++++ Records for the exercise

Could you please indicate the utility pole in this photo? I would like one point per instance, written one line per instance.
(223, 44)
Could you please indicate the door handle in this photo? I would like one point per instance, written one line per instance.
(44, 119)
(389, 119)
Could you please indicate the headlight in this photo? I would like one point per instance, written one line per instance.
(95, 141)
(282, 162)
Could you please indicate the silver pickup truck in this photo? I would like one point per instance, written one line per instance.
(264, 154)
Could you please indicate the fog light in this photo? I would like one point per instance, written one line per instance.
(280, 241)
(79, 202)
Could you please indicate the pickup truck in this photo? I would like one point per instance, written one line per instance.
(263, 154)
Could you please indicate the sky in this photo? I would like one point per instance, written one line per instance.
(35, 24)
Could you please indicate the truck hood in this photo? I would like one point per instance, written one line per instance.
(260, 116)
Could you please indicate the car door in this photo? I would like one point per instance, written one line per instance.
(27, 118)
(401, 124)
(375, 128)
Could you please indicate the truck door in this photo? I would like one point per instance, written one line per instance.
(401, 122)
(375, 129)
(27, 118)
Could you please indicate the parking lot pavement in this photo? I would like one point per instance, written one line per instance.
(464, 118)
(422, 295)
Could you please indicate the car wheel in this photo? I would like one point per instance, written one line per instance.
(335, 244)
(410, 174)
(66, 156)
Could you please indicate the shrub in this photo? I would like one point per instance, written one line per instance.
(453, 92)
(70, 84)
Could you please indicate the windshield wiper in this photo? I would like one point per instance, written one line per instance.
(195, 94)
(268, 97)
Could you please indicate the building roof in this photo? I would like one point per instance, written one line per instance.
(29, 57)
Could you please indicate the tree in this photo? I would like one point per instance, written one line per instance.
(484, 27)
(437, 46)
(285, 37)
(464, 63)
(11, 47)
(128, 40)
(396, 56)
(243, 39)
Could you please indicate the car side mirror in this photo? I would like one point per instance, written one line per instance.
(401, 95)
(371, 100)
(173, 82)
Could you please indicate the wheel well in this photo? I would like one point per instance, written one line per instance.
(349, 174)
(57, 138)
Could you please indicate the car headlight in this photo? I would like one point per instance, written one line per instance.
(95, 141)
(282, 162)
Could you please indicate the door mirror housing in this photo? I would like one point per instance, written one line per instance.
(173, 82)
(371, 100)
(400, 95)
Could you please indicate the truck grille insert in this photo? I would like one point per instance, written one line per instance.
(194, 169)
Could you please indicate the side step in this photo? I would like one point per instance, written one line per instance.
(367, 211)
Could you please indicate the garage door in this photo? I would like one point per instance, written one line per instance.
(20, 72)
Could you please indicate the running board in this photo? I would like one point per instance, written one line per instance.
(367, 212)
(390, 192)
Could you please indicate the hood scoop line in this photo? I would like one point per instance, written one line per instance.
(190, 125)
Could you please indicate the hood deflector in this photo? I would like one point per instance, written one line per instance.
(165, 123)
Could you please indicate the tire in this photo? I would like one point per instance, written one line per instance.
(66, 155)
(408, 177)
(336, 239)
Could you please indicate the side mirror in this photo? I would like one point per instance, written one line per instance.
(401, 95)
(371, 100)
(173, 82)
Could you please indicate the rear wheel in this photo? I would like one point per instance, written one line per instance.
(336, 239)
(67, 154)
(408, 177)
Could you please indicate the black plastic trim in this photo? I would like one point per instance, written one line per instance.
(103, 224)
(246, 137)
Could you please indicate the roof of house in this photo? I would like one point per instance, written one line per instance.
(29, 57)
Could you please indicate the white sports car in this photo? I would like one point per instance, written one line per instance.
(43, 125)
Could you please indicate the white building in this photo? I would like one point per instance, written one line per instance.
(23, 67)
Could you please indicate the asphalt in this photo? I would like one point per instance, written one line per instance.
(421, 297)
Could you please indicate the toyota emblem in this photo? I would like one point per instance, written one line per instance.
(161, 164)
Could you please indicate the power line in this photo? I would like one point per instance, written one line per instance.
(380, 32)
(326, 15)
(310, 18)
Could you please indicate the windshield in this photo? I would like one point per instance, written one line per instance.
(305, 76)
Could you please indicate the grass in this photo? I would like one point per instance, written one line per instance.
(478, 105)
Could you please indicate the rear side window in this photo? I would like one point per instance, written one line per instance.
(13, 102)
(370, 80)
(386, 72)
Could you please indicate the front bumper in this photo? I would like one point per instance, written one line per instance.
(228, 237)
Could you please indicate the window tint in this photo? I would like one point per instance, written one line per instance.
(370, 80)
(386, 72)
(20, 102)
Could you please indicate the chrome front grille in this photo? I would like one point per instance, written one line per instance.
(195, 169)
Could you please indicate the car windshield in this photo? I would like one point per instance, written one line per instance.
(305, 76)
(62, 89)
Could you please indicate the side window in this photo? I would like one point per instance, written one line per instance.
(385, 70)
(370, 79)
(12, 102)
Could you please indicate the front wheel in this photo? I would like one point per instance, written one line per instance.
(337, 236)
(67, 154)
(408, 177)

++++++++
++++ Records for the exercise

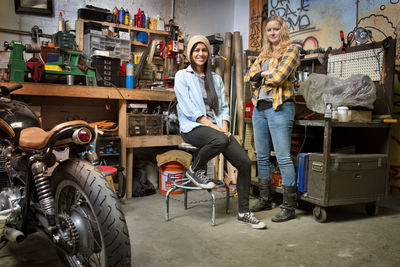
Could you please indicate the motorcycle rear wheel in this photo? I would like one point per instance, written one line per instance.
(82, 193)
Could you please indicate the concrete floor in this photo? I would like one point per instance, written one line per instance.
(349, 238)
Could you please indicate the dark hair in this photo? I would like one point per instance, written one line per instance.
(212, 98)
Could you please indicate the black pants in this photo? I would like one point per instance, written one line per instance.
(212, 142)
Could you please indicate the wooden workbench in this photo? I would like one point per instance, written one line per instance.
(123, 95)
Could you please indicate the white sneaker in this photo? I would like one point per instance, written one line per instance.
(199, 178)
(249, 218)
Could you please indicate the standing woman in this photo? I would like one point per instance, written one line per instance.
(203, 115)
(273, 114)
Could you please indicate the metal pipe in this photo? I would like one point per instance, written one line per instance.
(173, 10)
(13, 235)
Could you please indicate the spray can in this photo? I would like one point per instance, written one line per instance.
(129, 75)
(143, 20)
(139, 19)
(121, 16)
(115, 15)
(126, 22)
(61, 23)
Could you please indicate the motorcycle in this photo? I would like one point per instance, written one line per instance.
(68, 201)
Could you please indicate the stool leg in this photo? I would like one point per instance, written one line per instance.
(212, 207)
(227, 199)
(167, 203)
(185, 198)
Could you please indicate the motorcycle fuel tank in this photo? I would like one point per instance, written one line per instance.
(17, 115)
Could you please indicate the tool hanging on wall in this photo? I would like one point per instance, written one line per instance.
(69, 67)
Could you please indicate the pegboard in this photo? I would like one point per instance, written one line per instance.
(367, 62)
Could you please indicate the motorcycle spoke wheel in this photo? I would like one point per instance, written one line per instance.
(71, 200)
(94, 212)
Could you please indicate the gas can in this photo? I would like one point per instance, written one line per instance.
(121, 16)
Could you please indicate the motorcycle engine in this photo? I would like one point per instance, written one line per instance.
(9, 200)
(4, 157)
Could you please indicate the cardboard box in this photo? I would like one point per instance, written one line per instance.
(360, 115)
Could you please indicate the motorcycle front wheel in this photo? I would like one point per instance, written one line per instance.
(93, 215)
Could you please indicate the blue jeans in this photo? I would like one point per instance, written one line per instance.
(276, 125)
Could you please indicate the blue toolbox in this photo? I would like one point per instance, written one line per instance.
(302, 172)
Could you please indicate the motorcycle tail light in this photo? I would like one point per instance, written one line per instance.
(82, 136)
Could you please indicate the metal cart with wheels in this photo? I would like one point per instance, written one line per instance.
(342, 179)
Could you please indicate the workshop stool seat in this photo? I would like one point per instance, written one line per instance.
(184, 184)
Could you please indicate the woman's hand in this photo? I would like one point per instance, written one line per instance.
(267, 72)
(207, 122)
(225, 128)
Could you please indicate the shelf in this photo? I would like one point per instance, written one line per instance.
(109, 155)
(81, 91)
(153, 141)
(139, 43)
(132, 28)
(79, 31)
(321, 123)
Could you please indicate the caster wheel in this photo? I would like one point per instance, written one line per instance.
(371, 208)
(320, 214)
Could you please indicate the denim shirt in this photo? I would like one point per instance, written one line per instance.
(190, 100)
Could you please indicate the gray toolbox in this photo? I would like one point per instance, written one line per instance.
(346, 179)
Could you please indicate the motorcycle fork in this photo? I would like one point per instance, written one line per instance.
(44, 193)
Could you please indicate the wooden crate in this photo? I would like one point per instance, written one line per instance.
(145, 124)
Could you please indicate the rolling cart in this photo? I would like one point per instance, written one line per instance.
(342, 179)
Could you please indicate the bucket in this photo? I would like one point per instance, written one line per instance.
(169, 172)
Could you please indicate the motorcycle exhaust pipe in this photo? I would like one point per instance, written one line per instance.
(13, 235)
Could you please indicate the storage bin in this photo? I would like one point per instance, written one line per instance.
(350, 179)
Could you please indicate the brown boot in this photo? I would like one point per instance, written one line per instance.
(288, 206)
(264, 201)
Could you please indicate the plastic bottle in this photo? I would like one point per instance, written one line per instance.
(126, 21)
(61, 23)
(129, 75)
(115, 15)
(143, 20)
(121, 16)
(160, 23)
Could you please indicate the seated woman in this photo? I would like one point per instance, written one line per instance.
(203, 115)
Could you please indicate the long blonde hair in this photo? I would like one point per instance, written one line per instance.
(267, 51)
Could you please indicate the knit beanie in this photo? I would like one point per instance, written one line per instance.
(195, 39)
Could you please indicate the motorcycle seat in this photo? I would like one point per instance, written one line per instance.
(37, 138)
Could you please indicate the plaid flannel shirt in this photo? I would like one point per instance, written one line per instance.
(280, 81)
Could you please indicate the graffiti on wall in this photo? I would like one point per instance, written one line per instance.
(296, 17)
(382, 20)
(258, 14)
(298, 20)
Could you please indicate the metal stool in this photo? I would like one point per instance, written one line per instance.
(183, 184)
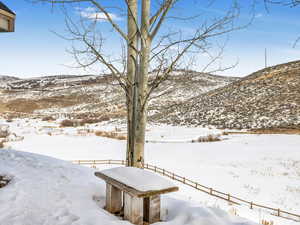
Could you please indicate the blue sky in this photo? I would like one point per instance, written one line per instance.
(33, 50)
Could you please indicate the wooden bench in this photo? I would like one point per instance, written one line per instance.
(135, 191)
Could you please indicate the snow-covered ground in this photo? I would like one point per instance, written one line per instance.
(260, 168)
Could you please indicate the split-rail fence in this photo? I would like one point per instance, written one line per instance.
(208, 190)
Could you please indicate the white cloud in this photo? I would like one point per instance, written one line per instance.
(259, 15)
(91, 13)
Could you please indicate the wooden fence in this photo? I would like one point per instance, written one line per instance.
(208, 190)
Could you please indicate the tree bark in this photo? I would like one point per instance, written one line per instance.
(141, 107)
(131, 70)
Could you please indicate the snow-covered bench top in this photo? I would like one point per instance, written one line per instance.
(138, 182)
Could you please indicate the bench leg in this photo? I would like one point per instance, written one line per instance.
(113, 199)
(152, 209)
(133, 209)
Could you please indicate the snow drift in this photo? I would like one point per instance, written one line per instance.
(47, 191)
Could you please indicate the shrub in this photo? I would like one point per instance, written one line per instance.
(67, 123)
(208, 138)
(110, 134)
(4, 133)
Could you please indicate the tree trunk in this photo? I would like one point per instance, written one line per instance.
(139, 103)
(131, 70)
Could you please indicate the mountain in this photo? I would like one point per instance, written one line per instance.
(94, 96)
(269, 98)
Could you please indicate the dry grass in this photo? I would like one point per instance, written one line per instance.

++++++++

» **Given instruction**:
Count the lines in the material above that contain the string "grass", treating uppercase and lowercase letters as distinct. Provide only the resulting number.

» **Response to the task**:
2